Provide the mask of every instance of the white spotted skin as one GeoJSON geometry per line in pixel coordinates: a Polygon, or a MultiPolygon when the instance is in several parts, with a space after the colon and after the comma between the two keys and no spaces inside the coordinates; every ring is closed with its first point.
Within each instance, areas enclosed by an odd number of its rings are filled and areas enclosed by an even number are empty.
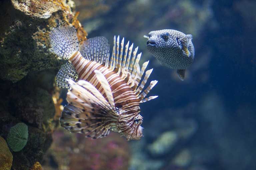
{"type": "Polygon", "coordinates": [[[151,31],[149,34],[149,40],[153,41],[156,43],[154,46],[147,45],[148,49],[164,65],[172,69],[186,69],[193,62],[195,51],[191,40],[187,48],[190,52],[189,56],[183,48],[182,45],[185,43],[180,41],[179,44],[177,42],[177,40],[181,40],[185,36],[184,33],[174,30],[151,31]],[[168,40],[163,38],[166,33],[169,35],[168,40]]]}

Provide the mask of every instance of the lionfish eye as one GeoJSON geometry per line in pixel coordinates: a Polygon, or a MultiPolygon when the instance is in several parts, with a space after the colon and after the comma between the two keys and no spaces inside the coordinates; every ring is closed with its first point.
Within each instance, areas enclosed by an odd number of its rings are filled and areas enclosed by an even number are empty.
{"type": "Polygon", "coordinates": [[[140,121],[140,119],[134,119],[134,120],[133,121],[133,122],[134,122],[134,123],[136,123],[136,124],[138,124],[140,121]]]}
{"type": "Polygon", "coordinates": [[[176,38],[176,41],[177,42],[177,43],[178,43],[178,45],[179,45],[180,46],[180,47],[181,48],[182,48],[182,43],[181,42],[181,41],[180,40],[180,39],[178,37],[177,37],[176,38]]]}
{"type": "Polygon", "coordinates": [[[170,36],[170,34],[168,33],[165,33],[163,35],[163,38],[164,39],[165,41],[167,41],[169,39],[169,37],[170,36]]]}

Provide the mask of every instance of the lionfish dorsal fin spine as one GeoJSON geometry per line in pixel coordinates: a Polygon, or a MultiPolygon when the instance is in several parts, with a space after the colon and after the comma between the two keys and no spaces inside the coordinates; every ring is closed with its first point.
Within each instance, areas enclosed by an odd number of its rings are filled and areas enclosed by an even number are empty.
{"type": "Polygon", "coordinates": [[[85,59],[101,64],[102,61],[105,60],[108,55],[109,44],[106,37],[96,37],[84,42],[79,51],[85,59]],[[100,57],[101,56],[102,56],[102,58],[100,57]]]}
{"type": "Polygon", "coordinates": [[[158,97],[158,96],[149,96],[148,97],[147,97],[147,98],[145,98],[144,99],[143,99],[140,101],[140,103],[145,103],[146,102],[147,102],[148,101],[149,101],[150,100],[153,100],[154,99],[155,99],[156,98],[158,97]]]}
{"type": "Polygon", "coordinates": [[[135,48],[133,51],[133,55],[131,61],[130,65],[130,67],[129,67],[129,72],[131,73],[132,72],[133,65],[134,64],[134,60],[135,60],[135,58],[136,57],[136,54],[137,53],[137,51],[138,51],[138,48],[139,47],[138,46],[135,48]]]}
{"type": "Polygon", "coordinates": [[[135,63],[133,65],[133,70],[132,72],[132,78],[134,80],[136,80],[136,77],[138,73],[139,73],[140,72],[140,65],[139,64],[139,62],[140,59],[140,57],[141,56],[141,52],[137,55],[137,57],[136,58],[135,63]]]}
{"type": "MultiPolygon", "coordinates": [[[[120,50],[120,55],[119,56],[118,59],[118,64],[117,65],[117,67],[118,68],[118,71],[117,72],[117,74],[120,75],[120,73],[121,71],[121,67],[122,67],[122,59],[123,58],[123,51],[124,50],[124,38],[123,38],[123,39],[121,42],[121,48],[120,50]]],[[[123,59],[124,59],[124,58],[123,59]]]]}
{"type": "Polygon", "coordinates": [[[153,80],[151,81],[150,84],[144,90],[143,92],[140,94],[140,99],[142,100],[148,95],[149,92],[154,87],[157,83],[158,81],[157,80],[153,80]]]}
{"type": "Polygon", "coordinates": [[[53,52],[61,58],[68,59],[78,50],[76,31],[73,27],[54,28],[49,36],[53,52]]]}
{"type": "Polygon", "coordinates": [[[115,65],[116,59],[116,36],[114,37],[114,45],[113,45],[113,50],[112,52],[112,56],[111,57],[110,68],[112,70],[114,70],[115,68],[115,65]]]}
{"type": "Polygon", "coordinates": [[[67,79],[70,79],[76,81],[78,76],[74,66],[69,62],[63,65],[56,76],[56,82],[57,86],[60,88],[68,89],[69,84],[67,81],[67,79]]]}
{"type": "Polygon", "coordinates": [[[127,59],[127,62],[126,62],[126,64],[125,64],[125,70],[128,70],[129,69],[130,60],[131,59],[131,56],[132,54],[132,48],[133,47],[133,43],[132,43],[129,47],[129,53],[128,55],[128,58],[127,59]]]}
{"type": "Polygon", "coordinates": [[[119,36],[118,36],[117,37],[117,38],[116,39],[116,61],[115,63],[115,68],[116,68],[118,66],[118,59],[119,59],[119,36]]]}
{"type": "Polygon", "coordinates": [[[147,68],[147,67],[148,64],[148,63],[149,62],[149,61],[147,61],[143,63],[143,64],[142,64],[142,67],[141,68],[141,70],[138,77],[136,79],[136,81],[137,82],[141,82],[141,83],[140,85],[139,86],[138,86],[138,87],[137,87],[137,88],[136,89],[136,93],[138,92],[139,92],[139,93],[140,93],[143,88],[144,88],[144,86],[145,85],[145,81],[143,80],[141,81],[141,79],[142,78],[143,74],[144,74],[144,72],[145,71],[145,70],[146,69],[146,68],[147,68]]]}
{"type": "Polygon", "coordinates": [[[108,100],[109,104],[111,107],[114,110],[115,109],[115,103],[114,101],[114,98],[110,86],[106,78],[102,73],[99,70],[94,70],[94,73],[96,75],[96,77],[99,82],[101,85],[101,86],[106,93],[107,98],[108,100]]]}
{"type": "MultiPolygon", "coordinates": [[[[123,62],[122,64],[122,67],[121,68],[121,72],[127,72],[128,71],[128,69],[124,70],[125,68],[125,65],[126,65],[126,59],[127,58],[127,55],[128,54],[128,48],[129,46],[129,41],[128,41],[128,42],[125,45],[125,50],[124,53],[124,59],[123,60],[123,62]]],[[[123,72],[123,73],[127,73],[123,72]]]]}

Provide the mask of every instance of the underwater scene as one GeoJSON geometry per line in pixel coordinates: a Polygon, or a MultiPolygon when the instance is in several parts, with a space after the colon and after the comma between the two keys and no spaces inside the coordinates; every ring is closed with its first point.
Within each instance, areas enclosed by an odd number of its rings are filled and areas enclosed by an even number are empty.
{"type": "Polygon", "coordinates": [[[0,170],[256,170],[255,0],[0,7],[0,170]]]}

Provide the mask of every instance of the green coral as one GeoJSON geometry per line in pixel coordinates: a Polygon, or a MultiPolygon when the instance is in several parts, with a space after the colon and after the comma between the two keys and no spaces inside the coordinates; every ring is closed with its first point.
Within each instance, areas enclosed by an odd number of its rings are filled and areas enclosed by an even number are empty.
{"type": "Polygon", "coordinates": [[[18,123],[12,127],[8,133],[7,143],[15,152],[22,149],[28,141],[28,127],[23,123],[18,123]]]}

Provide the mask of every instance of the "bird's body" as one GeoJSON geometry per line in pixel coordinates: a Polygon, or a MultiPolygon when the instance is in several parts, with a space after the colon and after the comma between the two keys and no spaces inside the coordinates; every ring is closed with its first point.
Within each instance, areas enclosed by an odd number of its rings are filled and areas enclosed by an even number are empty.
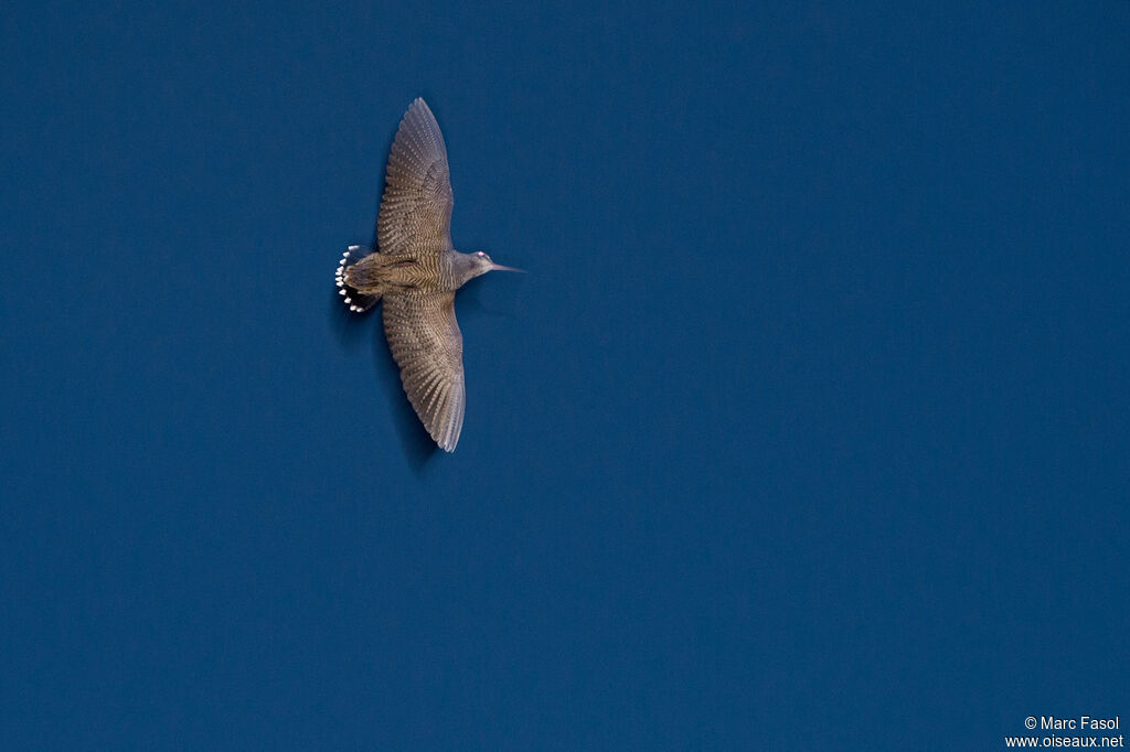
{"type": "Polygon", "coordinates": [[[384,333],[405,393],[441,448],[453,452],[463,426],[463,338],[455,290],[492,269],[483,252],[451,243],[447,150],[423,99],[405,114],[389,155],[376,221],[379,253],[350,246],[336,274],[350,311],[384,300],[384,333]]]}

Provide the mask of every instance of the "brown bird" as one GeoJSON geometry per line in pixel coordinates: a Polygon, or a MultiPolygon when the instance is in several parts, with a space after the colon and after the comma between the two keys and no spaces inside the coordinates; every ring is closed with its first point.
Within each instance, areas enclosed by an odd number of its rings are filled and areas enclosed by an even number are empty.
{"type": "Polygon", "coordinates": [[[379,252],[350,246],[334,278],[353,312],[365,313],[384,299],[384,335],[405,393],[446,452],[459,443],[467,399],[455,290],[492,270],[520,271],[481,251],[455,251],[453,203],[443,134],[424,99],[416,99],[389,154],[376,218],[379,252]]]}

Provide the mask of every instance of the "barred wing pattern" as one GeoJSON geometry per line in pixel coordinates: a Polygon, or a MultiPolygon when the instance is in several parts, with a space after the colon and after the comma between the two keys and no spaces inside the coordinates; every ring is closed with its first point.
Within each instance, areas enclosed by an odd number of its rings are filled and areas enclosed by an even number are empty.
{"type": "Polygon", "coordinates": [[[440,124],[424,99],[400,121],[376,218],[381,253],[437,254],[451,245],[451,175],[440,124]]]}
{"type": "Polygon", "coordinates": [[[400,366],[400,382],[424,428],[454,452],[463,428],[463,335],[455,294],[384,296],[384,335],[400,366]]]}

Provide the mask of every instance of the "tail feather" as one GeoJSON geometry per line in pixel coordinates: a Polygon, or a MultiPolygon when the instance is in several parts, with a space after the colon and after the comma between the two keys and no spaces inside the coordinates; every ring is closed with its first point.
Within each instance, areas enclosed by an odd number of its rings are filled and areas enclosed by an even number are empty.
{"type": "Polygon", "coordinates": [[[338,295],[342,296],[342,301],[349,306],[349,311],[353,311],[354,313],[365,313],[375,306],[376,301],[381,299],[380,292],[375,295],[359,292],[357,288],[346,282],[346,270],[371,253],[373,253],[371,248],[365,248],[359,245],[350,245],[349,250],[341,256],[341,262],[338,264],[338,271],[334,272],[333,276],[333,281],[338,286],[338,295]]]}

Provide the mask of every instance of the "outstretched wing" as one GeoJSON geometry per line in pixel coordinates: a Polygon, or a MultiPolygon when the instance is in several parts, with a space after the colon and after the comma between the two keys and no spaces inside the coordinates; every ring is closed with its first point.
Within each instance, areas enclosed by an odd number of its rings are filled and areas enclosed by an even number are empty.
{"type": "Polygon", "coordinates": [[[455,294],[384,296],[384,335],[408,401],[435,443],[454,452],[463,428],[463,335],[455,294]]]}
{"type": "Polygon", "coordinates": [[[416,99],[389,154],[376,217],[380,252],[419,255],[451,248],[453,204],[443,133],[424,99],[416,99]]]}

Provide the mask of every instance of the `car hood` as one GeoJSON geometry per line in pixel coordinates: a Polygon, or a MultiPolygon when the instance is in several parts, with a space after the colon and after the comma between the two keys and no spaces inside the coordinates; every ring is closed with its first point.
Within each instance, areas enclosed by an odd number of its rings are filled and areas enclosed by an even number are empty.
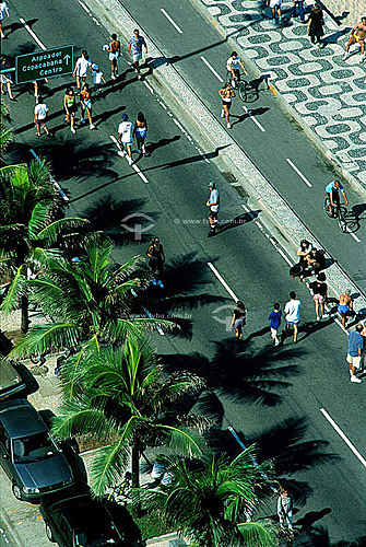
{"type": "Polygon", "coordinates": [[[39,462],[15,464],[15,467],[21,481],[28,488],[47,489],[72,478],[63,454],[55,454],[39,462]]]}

- [Short exercise]:
Please gather every line of the items above that contains the word "lionfish", with case counting, and copy each of those lines in full.

- [Reply to the exercise]:
Provide the mask of every instance of the lionfish eye as one GeoJSON geometry per line in pixel coordinates: a Polygon, or a MultiPolygon when the instance is in several parts, with a space after the colon and after the comma between the two keys and no spaces inside the coordinates; every ring is closed with its first point.
Provide the mask of every instance of the lionfish dorsal fin spine as one GeoJSON geometry per line in pixel coordinates: a Polygon, or a MultiPolygon when the instance is in several parts, with a space after the colon and after the comma between the two keys and no spaces inside the coordinates; every ring is closed with its first point.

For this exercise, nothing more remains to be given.